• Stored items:
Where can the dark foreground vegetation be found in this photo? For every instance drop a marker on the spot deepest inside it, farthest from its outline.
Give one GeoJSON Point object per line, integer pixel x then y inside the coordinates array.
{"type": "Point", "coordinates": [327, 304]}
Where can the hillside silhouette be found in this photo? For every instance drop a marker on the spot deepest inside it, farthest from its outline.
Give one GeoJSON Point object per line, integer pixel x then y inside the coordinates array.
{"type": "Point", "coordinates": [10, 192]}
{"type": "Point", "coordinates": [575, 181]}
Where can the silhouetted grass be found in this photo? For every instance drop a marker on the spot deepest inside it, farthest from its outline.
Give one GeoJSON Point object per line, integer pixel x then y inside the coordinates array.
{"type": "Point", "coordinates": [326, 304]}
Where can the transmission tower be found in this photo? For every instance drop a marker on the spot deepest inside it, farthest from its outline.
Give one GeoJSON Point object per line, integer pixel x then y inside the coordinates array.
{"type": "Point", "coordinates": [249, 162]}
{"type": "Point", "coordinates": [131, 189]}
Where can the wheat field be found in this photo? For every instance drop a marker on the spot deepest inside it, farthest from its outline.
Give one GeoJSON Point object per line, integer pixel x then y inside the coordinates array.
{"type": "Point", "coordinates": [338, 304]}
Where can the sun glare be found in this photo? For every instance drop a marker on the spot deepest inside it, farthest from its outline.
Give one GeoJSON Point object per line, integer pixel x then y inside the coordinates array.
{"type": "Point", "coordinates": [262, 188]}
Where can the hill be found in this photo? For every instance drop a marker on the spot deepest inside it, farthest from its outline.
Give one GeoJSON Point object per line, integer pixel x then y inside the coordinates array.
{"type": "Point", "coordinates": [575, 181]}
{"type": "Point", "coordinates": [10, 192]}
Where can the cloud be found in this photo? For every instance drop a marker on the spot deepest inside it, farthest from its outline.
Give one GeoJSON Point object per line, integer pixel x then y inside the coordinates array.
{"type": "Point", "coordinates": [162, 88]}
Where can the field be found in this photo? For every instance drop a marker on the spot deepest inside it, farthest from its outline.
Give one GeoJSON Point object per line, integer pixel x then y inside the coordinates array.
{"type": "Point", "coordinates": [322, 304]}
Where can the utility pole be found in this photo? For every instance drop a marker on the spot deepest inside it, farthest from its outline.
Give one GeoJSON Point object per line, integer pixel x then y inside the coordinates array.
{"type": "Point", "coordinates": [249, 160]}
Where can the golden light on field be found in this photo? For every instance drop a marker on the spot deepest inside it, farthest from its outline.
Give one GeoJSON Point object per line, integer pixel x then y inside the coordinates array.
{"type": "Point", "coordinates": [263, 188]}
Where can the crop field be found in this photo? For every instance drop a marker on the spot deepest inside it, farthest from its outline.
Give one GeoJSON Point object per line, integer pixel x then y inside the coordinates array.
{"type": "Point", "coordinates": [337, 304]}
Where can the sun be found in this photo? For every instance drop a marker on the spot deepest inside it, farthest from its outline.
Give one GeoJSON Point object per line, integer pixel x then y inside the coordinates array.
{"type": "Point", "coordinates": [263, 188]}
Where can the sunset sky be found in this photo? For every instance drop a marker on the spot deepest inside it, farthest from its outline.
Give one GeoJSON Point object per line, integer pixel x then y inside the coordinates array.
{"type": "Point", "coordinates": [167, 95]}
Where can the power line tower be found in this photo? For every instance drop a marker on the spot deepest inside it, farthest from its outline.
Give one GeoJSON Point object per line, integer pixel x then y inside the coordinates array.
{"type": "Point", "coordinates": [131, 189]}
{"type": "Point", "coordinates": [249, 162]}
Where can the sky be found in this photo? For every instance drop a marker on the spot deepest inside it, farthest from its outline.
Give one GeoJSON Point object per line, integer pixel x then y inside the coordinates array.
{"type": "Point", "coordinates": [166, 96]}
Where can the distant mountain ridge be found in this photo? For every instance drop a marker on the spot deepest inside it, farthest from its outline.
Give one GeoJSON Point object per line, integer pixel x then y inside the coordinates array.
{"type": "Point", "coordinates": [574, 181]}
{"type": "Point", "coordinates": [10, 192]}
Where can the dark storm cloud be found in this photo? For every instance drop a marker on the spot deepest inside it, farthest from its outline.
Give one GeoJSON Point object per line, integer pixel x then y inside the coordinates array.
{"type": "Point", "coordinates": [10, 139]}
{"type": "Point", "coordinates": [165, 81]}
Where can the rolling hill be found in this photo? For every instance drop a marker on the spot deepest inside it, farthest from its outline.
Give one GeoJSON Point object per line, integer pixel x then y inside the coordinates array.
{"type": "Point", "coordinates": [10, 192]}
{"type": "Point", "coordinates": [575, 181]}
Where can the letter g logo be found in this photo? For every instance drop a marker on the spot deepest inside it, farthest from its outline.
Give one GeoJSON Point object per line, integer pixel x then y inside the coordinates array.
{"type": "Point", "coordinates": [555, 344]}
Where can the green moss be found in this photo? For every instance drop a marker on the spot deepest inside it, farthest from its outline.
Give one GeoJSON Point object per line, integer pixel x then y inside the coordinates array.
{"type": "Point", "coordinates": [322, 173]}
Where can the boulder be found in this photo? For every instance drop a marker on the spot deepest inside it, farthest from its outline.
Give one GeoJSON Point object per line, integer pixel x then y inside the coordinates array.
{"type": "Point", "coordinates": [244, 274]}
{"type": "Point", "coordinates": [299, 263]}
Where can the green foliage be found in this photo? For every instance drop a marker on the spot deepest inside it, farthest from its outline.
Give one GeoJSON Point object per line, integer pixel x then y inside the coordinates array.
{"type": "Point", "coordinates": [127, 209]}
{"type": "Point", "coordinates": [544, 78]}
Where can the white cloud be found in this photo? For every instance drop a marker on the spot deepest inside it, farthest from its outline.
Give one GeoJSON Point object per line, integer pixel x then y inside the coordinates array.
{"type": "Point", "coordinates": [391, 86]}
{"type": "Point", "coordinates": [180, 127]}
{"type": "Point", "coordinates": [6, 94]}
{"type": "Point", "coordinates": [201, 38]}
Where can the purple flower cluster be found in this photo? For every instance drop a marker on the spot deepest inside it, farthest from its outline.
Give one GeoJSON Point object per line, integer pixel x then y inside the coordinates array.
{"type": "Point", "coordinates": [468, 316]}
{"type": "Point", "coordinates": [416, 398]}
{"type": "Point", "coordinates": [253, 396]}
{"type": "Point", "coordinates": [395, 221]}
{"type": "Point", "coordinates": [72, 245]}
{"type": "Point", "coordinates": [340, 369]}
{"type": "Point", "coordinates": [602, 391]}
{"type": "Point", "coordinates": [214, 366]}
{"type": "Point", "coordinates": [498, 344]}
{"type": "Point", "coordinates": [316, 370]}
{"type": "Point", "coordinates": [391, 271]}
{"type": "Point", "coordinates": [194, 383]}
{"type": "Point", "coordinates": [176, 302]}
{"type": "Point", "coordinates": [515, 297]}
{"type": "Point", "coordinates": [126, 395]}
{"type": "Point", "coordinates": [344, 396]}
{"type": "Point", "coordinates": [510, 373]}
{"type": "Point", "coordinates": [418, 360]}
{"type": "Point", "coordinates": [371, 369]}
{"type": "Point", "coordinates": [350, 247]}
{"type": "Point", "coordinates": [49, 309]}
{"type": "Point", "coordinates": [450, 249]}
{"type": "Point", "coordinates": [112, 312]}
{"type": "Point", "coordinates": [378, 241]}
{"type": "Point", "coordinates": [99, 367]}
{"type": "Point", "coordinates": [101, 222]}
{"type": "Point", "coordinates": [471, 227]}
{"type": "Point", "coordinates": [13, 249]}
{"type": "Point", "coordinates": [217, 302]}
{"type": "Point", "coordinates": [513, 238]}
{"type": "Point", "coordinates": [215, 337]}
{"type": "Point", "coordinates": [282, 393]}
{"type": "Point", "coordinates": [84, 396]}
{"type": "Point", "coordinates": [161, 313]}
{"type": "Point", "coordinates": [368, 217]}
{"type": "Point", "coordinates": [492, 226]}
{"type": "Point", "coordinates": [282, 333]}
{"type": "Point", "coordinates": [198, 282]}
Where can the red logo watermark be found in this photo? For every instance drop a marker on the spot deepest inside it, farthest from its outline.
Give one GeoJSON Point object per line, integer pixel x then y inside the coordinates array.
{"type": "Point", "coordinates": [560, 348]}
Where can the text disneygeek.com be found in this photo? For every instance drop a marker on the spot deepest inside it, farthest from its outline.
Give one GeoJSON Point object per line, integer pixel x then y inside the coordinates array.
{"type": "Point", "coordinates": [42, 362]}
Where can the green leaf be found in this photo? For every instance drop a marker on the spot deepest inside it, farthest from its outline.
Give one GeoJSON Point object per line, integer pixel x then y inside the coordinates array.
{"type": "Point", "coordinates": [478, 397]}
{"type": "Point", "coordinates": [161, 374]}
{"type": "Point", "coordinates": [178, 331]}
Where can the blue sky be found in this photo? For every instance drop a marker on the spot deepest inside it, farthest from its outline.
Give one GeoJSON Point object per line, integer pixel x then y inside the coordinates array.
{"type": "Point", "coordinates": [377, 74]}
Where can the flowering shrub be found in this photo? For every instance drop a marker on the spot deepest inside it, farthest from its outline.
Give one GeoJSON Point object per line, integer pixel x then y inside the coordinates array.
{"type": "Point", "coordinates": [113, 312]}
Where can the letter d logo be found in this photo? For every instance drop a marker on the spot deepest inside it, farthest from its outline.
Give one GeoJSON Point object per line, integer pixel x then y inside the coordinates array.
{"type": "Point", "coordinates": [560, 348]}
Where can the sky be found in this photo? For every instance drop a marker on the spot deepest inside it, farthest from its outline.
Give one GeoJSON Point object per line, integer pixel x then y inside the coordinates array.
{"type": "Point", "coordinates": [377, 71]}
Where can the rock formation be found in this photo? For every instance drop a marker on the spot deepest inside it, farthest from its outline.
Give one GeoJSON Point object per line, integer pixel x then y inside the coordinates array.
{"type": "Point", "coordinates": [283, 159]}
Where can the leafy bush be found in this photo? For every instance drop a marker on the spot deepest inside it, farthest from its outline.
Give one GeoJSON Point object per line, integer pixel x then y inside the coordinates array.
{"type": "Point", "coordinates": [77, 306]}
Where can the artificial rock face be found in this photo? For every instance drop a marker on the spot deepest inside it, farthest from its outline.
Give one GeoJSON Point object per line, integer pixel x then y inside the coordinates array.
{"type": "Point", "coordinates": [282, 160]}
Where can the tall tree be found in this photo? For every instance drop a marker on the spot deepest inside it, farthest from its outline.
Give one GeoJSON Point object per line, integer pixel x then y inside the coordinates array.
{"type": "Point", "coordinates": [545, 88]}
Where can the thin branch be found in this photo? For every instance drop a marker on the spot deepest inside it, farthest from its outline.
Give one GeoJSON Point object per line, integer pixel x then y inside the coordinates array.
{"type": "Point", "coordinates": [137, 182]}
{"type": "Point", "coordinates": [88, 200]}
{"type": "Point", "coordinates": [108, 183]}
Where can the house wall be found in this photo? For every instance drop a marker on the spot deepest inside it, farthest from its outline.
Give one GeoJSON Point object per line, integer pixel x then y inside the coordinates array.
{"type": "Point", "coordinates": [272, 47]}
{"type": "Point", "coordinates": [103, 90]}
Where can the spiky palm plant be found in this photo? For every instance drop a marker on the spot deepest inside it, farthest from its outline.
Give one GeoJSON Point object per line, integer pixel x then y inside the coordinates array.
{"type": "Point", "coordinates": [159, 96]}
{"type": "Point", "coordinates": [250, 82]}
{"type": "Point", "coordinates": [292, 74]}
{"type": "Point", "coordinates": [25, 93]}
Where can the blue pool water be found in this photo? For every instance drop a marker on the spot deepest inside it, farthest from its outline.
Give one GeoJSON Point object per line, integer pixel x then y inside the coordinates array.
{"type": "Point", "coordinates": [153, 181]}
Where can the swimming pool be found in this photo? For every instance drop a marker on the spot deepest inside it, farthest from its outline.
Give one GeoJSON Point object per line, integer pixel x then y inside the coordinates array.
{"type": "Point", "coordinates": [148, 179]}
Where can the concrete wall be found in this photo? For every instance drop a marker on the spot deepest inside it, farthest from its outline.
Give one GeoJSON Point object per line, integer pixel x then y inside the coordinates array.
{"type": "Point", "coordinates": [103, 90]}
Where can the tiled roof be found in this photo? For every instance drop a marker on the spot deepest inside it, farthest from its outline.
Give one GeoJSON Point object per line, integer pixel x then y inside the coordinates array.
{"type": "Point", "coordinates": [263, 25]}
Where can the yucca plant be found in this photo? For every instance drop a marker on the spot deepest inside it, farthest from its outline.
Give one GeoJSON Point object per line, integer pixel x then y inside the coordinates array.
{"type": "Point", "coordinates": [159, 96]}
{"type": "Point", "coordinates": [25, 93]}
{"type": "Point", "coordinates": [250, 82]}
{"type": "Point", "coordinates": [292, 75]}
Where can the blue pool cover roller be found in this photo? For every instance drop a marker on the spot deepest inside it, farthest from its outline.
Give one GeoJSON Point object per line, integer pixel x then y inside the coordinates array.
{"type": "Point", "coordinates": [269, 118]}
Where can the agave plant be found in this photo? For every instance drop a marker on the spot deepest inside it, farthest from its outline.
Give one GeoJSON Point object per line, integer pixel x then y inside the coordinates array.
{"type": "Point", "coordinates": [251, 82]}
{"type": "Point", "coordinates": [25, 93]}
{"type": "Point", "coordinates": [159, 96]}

• Required work:
Stop at the line containing "Where can the hillside". Please print exactly every line before it from the start of the records, plus that line itself, and nothing else.

• Problem solution:
Where can the dark foreground vegetation be found in this photo? For every instance drop a marker on the spot deepest inside it, farthest from its outline.
Give one GeoJSON Point object per line, integer pixel x then y inside the coordinates array.
{"type": "Point", "coordinates": [327, 304]}
Where can the hillside silhouette be found in this photo? For every instance drop a marker on the spot deepest inside it, farthest from its outline.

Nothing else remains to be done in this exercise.